**YOUR INSTRUCTIONS:** Convert the material below into a Markdown table with the columns Row and Line, giving each line its own numbered row and skipping blank lines. Leave the pictures out.

*** DATA PROVIDED

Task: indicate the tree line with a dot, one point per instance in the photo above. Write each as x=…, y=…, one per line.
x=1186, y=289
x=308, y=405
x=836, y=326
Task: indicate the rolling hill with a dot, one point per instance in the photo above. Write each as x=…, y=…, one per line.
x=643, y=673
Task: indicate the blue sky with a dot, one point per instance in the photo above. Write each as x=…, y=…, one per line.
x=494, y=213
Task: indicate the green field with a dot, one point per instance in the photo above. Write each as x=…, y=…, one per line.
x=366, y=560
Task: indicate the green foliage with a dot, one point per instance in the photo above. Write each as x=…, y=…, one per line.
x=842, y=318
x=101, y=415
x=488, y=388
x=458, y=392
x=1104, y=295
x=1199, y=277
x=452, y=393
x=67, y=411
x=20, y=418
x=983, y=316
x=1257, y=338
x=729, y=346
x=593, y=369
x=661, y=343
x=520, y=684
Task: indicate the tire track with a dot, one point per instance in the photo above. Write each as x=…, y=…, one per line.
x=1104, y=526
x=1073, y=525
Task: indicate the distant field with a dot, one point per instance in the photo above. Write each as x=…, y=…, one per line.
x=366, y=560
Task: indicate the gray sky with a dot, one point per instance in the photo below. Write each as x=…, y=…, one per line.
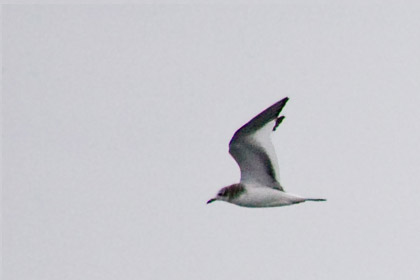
x=116, y=122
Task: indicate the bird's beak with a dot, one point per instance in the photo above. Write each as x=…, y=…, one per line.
x=211, y=200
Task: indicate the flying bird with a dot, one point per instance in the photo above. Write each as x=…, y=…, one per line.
x=252, y=149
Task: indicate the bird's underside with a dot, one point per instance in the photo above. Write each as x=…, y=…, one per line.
x=252, y=149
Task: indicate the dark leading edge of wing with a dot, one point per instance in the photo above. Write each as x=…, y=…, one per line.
x=269, y=114
x=251, y=157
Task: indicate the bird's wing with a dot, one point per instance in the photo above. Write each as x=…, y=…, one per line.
x=252, y=149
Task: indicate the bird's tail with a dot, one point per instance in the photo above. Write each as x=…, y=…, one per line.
x=315, y=199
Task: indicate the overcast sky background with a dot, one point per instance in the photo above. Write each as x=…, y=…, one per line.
x=116, y=123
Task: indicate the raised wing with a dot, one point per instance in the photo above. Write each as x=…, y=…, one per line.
x=252, y=149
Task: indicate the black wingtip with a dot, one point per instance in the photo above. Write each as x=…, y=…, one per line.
x=278, y=122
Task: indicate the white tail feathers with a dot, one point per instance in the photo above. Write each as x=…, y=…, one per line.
x=315, y=199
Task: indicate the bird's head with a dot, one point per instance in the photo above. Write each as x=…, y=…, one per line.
x=221, y=195
x=228, y=193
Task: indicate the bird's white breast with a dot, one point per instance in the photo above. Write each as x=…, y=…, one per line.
x=259, y=196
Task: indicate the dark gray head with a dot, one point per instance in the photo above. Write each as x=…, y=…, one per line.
x=228, y=193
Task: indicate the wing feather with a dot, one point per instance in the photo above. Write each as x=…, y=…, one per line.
x=252, y=149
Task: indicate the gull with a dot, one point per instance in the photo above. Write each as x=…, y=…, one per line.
x=252, y=149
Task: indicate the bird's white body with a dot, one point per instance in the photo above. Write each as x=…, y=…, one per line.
x=260, y=196
x=252, y=149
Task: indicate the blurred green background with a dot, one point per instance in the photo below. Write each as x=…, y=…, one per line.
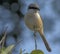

******

**TASK RESULT:**
| Row | Line |
|---|---|
| 1 | Task: indicate the tree line with a dot, one point per instance in the photo above. Write each as x=…, y=…, one per line. |
| 2 | x=1186, y=289 |
| 3 | x=308, y=405 |
| 4 | x=836, y=326 |
| 5 | Task: indicate the rolling hill with a dot, one point per instance in the photo above. Write each as x=…, y=…, one per line. |
| 6 | x=643, y=673 |
| 7 | Task: indicate the blue sky with a dot, one point per instance in the photo above. Write each as x=…, y=…, one per line. |
| 8 | x=494, y=213 |
| 9 | Task: indicate the green field with a dot, one point per instance in the photo above. Write each as x=…, y=…, one per line. |
| 10 | x=366, y=560 |
| 11 | Task: indicate the green foliage with a dot, one point per instance in the photo above. Write each as x=…, y=…, one per line. |
| 12 | x=842, y=318 |
| 13 | x=101, y=415 |
| 14 | x=488, y=388 |
| 15 | x=458, y=392 |
| 16 | x=1104, y=295 |
| 17 | x=1199, y=277 |
| 18 | x=452, y=393 |
| 19 | x=67, y=411 |
| 20 | x=20, y=418 |
| 21 | x=983, y=316 |
| 22 | x=1257, y=338 |
| 23 | x=729, y=346 |
| 24 | x=593, y=369 |
| 25 | x=661, y=343 |
| 26 | x=520, y=684 |
| 27 | Task: indicate the tire track with a dot, one point per instance in the photo above. Write each as x=…, y=…, one per line. |
| 28 | x=1104, y=526 |
| 29 | x=1073, y=525 |
| 30 | Task: indicate the distant field with a dot, one point per instance in the photo above. Write each as x=…, y=…, one per line. |
| 31 | x=366, y=560 |
| 32 | Task: indicate the gray sky with a dot, one point per instance in the photo below. Write each as x=…, y=…, one per line. |
| 33 | x=116, y=122 |
| 34 | Task: indicate the bird's beak with a dot, one point per instance in the photo above. Write each as x=…, y=…, one per line. |
| 35 | x=211, y=200 |
| 36 | Task: indicate the flying bird with a dot, one point per instance in the photo above. Write each as x=…, y=…, one per line. |
| 37 | x=252, y=149 |
| 38 | Task: indicate the bird's underside with a dot, one point per instance in the photo above. Write each as x=…, y=…, one per line. |
| 39 | x=252, y=149 |
| 40 | Task: indicate the dark leading edge of wing with a dot, one point per instance in the photo above. Write each as x=…, y=…, one per line. |
| 41 | x=269, y=114 |
| 42 | x=251, y=157 |
| 43 | Task: indicate the bird's wing with a dot, one point per instance in the photo above. Write each as x=…, y=…, one per line. |
| 44 | x=252, y=149 |
| 45 | Task: indicate the bird's tail with a dot, one point per instance in the photo above. Write each as x=…, y=…, one per line. |
| 46 | x=315, y=199 |
| 47 | Task: indicate the overcast sky background with a dot, one point per instance in the photo above. Write each as x=…, y=…, one per line. |
| 48 | x=116, y=123 |
| 49 | Task: indicate the raised wing with a dot, one point per instance in the photo above. Write each as x=…, y=…, one per line. |
| 50 | x=252, y=149 |
| 51 | Task: indicate the black wingtip with a dot, one point per instance in the photo above. Write each as x=…, y=…, one per line. |
| 52 | x=278, y=122 |
| 53 | Task: indicate the white tail feathers with a dot, one point per instance in the photo above. Write each as x=…, y=…, one per line. |
| 54 | x=315, y=199 |
| 55 | Task: indicate the bird's head with a dot, one point per instance in the photo above. Write each as x=…, y=…, one per line. |
| 56 | x=221, y=195 |
| 57 | x=228, y=193 |
| 58 | Task: indicate the bird's white breast with a dot, one point per instance in the photo above. Write each as x=…, y=…, one per line. |
| 59 | x=259, y=196 |
| 60 | Task: indicate the dark gray head with a dot, one point per instance in the photo above. Write each as x=…, y=…, one per line. |
| 61 | x=228, y=193 |
| 62 | Task: indicate the wing feather with a dot, one point per instance in the photo above. Write each as x=…, y=…, one per line. |
| 63 | x=252, y=149 |
| 64 | Task: indicate the gull with a dot, one point per instance in the photo above. Write each as x=…, y=…, one per line. |
| 65 | x=252, y=149 |
| 66 | Task: indicate the bird's white body with a dot, one point per instance in the photo above. Write each as x=…, y=…, one per line. |
| 67 | x=260, y=196 |
| 68 | x=252, y=149 |
| 69 | Task: indicate the blurred green background with a dot, one point per instance in the photo below. Write each as x=…, y=…, one per line. |